• **EXTRACTED RECORDS**
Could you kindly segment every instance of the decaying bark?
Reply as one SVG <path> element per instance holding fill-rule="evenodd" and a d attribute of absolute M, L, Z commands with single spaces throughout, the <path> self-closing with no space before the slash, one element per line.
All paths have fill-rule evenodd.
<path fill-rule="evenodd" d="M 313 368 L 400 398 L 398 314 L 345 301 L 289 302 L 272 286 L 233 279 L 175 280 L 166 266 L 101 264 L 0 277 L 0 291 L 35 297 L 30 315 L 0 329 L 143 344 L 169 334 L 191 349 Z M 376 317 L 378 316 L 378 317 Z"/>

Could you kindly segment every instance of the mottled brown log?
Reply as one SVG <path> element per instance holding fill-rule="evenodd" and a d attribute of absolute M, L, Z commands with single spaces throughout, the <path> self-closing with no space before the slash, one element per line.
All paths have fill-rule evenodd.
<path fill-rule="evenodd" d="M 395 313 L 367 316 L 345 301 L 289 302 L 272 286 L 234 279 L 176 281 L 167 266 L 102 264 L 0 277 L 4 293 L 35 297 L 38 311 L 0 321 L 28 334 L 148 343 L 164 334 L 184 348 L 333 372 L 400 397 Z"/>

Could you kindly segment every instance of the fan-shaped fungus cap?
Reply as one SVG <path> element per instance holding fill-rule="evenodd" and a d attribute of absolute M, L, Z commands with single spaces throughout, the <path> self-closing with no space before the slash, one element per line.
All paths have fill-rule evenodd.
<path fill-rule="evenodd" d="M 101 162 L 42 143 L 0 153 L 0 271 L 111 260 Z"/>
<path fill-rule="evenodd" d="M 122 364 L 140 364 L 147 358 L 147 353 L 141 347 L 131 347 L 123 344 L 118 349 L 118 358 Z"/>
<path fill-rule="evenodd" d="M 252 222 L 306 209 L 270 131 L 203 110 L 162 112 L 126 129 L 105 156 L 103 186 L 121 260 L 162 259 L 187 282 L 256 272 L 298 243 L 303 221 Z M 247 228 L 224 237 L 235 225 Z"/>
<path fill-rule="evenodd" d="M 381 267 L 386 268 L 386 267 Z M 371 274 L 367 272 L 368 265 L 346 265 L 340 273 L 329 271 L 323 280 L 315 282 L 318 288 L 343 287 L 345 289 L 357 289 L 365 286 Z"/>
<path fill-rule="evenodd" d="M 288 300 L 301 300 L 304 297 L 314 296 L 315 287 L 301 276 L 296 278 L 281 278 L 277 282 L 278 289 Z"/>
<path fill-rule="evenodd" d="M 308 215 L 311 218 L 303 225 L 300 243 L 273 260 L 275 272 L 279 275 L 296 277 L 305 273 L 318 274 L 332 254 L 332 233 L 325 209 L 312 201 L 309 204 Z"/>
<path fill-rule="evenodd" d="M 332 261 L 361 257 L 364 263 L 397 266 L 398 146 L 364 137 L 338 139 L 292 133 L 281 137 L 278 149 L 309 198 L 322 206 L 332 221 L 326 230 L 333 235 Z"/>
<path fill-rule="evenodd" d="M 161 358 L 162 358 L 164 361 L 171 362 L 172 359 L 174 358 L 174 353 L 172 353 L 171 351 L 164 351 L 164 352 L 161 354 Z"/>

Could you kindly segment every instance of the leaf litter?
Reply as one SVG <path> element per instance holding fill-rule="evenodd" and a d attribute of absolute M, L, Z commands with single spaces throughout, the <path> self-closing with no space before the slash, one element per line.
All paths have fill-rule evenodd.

• **BRIEF**
Copy the entries above exactly, leaving none out.

• **RESULT FOR THIS EXERCISE**
Could you kindly segment every instance of the decaying bark?
Reply as one SVG <path> element per instance holding fill-rule="evenodd" and a d attribute of absolute M, L, Z commands with single spaces throughout, the <path> self-closing with no space before the slash, one element per line.
All paths have fill-rule evenodd.
<path fill-rule="evenodd" d="M 313 368 L 400 398 L 398 314 L 345 301 L 289 302 L 272 286 L 233 279 L 175 280 L 166 266 L 101 264 L 0 277 L 0 291 L 35 297 L 30 315 L 0 329 L 143 344 L 169 334 L 191 349 Z M 376 317 L 378 316 L 378 317 Z"/>

Could you kindly segment every instance of the mottled brown log?
Reply as one SVG <path> element per instance holding fill-rule="evenodd" and a d attribute of absolute M, L, Z commands with single spaces throughout, the <path> self-closing with no space before the slash, one element per line.
All paths have fill-rule evenodd.
<path fill-rule="evenodd" d="M 395 313 L 367 316 L 345 301 L 289 302 L 272 286 L 234 279 L 176 281 L 167 266 L 102 264 L 0 277 L 4 293 L 35 297 L 38 311 L 0 321 L 28 334 L 148 343 L 164 334 L 184 348 L 333 372 L 400 397 Z"/>

Could you kindly segment every instance of the fan-shaped fungus cap?
Reply as one SVG <path> element per instance holding fill-rule="evenodd" and a d attribute of absolute M, L, Z commands with single spaces throughout, the <path> self-closing with no space before the slash, one element per line.
All paths have fill-rule evenodd.
<path fill-rule="evenodd" d="M 101 162 L 42 143 L 0 153 L 0 271 L 111 260 Z"/>
<path fill-rule="evenodd" d="M 122 364 L 140 364 L 147 358 L 147 353 L 141 347 L 131 347 L 123 344 L 118 349 L 118 358 Z"/>
<path fill-rule="evenodd" d="M 252 222 L 306 209 L 270 131 L 203 110 L 162 112 L 126 129 L 105 156 L 103 186 L 121 260 L 162 259 L 187 282 L 256 272 L 298 243 L 303 221 Z M 247 228 L 224 237 L 235 225 Z"/>
<path fill-rule="evenodd" d="M 381 267 L 386 268 L 386 267 Z M 371 274 L 367 272 L 368 265 L 346 265 L 340 273 L 329 271 L 323 280 L 315 282 L 318 288 L 343 287 L 345 289 L 357 289 L 365 286 Z"/>
<path fill-rule="evenodd" d="M 288 300 L 301 300 L 304 297 L 314 296 L 315 287 L 301 276 L 296 278 L 281 278 L 277 282 L 278 289 Z"/>
<path fill-rule="evenodd" d="M 308 215 L 311 218 L 303 225 L 300 243 L 273 260 L 275 272 L 279 275 L 296 277 L 305 273 L 318 274 L 332 254 L 332 233 L 325 209 L 312 201 L 309 204 Z"/>
<path fill-rule="evenodd" d="M 332 261 L 361 257 L 364 263 L 397 266 L 398 146 L 364 137 L 338 139 L 292 133 L 281 137 L 278 149 L 309 198 L 322 206 L 332 221 L 326 230 L 333 235 Z"/>
<path fill-rule="evenodd" d="M 161 358 L 162 358 L 164 361 L 171 362 L 172 359 L 174 358 L 174 353 L 172 353 L 171 351 L 164 351 L 164 352 L 161 354 Z"/>

Could you kindly segment every instance of the leaf litter?
Reply as one SVG <path> element per instance holding fill-rule="evenodd" and a d attribute of absolute M, L, Z commands with single spaces throughout, the <path> self-closing with no space before the slash, one element per line.
All paths have fill-rule evenodd.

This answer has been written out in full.